[Record set Boundary: Start]
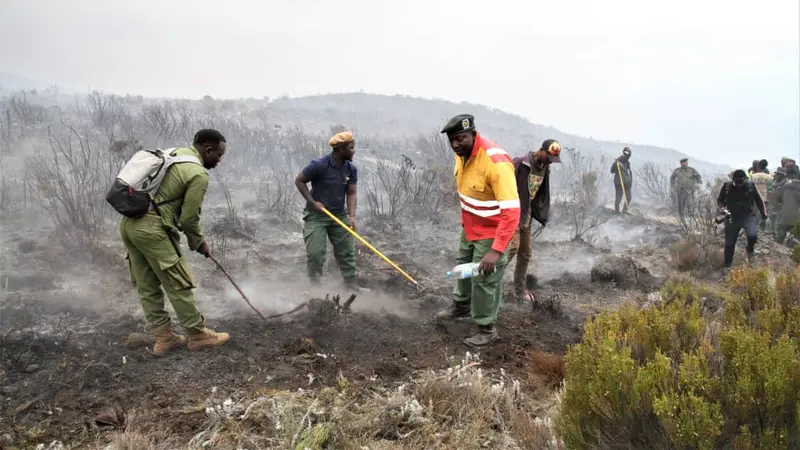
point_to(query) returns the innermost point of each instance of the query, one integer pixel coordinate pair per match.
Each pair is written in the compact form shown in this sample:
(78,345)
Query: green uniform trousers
(317,229)
(483,293)
(155,262)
[Record set Boundary: End]
Problem to solve: Lines before the one containing "Each pair is" stay out; reproduce that line and all the lines after it, through the end of the listing, exactly.

Your solution:
Each pair is written in the compact form shown in this sample:
(78,345)
Query: green uniform trousers
(317,229)
(483,293)
(155,262)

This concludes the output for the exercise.